Problem statement: Print the complete set of entries exactly.

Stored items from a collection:
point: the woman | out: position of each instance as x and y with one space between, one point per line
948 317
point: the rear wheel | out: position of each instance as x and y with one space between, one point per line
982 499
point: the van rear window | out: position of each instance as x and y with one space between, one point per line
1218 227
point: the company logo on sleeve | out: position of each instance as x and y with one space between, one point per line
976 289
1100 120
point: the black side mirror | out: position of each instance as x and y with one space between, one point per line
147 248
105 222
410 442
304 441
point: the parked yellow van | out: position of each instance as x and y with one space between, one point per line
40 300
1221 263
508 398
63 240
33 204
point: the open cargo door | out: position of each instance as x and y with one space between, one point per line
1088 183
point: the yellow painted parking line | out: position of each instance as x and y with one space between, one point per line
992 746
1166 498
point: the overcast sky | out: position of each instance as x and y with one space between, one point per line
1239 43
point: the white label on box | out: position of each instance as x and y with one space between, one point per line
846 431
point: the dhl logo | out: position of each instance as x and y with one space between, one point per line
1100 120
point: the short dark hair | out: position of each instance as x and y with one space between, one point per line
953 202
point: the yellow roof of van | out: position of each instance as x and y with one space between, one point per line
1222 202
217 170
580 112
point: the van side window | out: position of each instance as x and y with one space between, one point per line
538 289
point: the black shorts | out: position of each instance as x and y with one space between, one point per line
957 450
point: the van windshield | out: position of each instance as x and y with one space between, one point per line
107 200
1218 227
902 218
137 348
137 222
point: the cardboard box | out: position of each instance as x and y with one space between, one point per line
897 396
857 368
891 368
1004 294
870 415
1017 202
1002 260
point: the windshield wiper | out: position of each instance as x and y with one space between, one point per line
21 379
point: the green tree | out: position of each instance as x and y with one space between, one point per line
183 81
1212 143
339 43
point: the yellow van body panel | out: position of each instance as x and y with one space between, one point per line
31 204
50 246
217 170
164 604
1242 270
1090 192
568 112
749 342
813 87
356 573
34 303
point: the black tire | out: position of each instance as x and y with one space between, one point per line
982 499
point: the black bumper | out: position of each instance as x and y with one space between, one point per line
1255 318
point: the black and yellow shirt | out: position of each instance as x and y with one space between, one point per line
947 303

Result of the task:
point: the woman | out: position of each instance as x and y with one space between, one point per line
948 317
point: the rear wheel | out: position of each instance as x and y with one space between, one point per line
982 499
point: the van rear window | out: position of each instance as x and y with one space between, one point per line
1218 227
point: the company logo on sleeve | out: position of each instance as x and y with one space between, one point per line
976 289
1100 120
point: the black side mirror | out: position of each instance as x and y with one space between, one point per line
147 248
105 222
410 442
304 441
point: the parked yellow van | out: position of each instance as x and y with one space between, one point per line
40 300
1221 263
508 398
63 240
33 204
point: the open cargo door | out: position of each instance as x and y with one space between, one point per line
1088 183
point: the yellow painted parking line | out: position of each instance as x and y with one space between, one point per line
992 746
1166 498
point: the overcast sky | out: position of each instance as x and y with one space between, one point per line
1239 43
point: the white label on box | out: position of each instance as x and y with one space between, one point per line
846 431
point: the dhl logo | out: position of each instance as x and y with one space between, one point per line
1100 120
point: the short dark hair | out: position of each instance as x and y with one space between, one point per line
953 202
point: the yellow roof of van | out: position of each instance as x and y with one space between, one point per line
1222 202
217 170
580 112
point: the van side window | out: position of each instance as x and y with one space between, one point per line
538 289
point: the black shorts | out: position of each instance as x and y with one space between, one point per line
957 450
point: the van windshield | out: position of each instance as x and y with one space between, one point per line
107 200
1218 227
902 218
137 348
137 222
point: the cardboard box | out: position of each instance as x and y with one space between, one point per line
897 396
857 368
891 368
1004 294
870 415
1017 202
1002 260
point: the windshield wiper | out: position of each instance as x and y with one space between, one point per line
21 379
point: the green tree | out: position of each instance as x and y with one space between, one point per line
183 81
1212 143
339 43
point: the yellow van body panel | out: position of each instance as x and y with one space between, one point per line
31 204
50 246
217 170
164 604
1242 270
1090 192
568 112
749 342
813 87
356 573
34 303
point: the black tire | out: position of each instance as x and y with one space between, one point per line
982 499
point: the black bumper | out: position of each instance as x and y with one space between, one point per line
1255 318
point: the black and yellow shirt | out: position of each instance as x and y with one space between, one point per line
947 303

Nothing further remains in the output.